Problem details ->
Select the lines below containing the word "crate".

Provided entries ->
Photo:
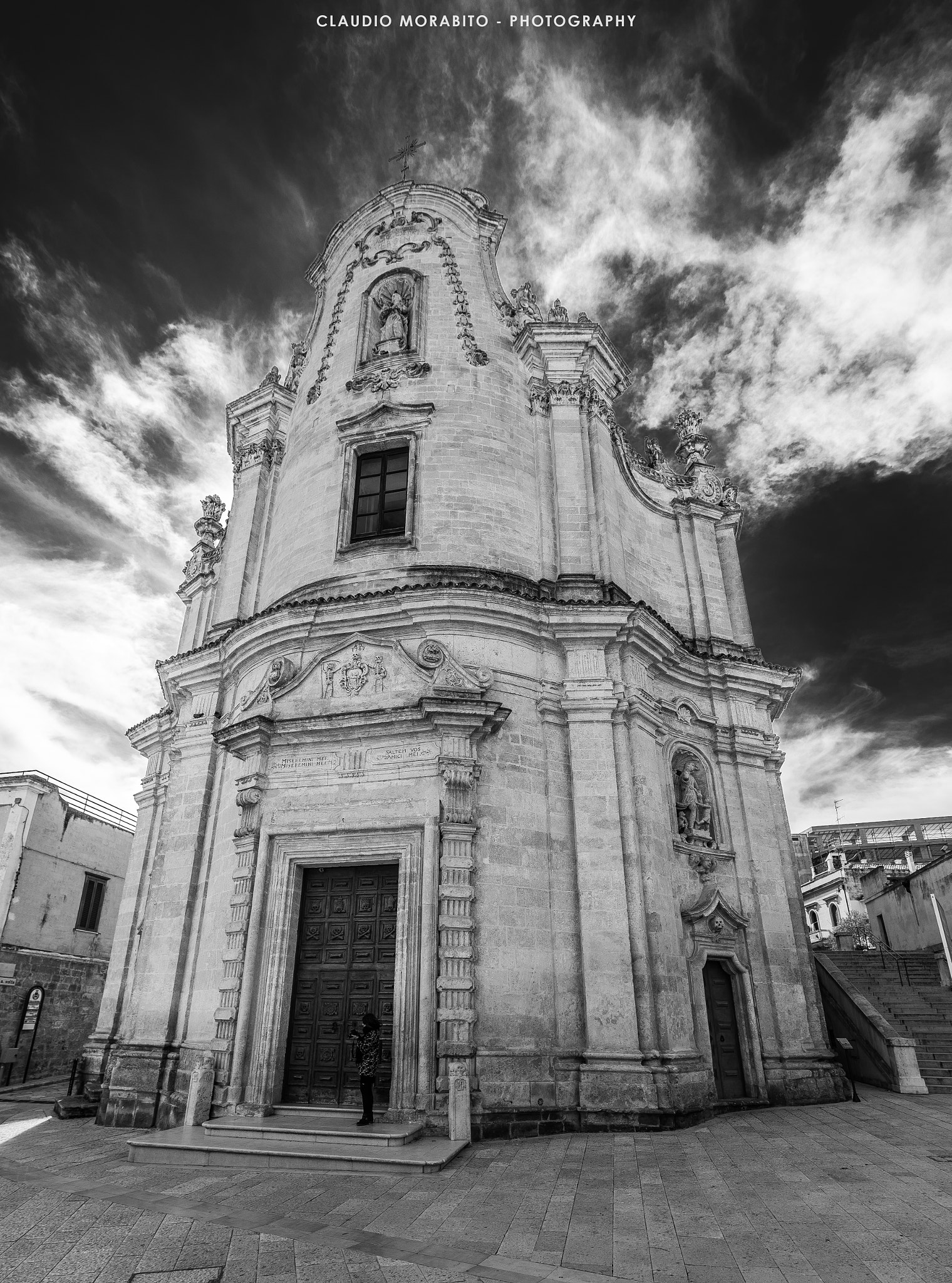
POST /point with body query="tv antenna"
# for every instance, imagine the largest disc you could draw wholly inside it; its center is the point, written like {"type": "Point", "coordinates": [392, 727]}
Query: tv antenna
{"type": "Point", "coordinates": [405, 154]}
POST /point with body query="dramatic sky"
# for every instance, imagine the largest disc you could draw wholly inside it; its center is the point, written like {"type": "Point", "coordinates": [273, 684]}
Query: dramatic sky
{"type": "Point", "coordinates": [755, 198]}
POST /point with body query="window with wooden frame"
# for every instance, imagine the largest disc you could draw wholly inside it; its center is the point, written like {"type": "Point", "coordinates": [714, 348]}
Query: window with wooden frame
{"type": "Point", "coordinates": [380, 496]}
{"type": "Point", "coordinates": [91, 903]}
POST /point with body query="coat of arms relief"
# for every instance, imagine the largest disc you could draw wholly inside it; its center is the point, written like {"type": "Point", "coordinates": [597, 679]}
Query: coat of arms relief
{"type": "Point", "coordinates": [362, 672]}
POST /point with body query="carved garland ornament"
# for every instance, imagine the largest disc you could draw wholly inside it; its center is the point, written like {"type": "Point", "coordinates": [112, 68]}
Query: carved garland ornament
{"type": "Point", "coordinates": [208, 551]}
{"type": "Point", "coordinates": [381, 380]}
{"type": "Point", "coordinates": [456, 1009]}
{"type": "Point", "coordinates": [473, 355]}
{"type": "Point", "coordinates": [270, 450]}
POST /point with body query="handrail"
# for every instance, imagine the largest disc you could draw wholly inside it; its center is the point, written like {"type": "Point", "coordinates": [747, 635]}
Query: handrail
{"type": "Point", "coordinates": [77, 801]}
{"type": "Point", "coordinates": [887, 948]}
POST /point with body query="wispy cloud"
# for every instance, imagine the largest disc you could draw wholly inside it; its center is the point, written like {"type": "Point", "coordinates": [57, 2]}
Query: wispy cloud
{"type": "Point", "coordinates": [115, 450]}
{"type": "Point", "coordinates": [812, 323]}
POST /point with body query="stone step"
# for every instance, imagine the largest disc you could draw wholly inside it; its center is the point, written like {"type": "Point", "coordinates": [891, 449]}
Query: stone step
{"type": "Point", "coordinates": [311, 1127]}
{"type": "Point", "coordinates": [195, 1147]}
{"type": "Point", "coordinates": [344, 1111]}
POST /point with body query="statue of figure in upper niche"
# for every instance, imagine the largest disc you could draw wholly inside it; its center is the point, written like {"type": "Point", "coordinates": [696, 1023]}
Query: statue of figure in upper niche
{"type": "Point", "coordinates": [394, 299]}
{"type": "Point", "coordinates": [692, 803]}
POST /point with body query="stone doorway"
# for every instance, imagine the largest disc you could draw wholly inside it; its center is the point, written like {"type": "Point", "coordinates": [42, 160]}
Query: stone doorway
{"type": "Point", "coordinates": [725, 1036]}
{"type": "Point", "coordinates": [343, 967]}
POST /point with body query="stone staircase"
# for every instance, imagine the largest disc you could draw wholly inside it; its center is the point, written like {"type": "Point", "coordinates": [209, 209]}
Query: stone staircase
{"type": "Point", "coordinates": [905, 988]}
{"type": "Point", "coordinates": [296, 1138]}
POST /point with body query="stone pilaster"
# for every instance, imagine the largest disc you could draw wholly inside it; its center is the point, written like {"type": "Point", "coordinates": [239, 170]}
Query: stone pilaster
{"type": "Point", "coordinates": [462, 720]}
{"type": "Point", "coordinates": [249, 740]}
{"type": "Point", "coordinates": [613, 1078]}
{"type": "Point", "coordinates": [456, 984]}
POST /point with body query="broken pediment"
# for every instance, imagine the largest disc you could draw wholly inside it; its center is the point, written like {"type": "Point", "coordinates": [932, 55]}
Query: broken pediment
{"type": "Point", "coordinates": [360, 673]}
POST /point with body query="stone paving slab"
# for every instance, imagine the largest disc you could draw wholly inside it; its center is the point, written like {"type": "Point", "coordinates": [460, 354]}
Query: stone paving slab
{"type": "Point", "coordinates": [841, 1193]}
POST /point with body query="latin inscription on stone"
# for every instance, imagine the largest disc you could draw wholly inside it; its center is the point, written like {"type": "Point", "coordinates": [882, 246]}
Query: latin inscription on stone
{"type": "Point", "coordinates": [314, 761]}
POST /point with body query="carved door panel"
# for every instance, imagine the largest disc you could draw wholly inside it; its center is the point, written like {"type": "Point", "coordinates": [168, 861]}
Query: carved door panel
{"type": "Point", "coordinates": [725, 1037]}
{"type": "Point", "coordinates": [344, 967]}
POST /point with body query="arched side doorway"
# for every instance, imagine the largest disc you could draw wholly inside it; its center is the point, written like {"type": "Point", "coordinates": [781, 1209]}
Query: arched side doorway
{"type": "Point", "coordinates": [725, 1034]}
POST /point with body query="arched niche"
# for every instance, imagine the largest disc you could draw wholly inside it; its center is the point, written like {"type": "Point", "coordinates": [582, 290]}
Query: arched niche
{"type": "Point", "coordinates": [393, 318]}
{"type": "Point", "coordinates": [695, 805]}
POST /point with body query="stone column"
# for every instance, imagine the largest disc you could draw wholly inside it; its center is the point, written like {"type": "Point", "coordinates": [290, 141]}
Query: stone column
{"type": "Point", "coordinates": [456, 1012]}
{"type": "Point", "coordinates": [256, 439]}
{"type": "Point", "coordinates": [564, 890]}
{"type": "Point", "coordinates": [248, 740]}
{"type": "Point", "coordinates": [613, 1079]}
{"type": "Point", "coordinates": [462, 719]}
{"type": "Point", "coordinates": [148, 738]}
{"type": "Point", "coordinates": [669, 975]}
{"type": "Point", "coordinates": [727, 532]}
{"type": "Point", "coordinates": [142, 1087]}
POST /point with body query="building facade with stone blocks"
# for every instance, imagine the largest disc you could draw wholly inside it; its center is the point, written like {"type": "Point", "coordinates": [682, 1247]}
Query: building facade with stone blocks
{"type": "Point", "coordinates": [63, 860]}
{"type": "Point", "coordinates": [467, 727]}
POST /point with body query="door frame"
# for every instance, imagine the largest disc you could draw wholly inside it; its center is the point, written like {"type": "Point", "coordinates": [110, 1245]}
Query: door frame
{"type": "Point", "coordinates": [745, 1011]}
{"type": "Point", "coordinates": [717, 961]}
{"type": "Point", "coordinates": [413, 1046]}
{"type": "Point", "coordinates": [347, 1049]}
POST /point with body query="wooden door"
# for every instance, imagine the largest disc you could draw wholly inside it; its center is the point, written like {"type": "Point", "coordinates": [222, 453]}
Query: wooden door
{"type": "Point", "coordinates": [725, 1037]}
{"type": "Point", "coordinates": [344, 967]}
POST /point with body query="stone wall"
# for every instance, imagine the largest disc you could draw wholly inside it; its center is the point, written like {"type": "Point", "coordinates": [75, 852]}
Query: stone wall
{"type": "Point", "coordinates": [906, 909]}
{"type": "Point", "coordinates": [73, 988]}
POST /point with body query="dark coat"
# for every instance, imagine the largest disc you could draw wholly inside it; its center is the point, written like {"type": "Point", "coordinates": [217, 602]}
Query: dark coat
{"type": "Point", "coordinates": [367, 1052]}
...
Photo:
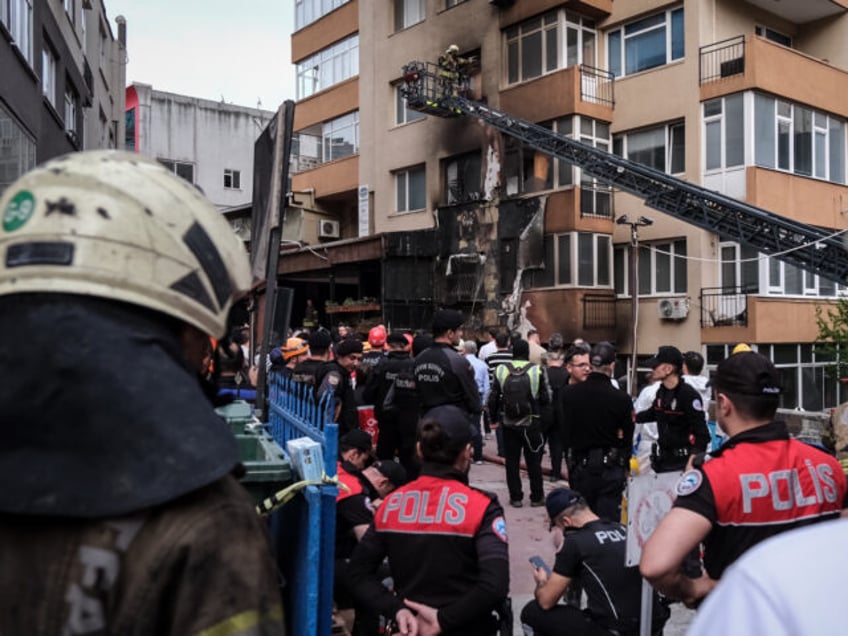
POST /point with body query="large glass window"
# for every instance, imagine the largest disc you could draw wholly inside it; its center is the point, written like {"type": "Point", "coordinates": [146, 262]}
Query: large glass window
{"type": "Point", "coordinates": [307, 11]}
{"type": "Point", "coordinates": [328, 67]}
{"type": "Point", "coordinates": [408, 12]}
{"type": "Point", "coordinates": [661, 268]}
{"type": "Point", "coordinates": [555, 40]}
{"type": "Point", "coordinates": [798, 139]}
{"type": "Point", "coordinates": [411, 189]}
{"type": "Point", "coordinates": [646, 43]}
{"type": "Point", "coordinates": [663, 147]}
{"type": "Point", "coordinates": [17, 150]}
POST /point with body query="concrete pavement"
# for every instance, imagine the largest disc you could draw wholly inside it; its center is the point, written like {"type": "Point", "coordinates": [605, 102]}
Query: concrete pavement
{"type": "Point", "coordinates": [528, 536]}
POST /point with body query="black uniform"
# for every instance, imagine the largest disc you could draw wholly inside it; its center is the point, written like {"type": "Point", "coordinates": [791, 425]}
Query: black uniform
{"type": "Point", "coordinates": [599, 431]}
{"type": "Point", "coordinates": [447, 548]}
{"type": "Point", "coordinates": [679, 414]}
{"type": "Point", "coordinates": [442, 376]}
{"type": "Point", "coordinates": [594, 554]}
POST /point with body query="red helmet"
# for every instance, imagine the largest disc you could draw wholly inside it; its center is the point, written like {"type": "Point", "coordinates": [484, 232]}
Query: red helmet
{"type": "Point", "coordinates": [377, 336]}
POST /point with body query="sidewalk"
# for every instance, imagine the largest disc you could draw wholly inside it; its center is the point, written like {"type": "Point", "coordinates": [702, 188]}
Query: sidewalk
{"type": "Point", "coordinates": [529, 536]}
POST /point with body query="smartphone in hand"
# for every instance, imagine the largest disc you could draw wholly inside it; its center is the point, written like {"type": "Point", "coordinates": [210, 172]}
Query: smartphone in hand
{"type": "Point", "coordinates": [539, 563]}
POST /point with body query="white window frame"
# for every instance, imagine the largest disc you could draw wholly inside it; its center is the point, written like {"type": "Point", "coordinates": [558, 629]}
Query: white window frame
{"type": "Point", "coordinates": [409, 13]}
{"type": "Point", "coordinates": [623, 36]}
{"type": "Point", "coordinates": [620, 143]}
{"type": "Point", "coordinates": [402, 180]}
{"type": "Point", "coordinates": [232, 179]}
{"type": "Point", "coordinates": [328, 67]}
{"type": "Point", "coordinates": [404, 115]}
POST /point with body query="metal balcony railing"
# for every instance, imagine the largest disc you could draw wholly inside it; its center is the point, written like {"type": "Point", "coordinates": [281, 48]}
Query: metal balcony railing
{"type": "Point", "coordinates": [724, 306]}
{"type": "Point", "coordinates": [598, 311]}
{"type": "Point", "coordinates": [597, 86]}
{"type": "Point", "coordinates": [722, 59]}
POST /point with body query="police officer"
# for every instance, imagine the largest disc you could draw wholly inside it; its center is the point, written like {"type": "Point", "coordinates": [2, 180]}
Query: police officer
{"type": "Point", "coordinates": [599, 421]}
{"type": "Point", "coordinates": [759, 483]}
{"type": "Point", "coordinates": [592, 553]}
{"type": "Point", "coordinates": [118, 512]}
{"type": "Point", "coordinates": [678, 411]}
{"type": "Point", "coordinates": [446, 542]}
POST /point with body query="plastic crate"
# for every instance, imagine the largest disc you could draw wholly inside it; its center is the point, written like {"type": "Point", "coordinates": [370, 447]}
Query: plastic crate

Expected answer ->
POST /point with body query="plastic crate"
Query: plastic crate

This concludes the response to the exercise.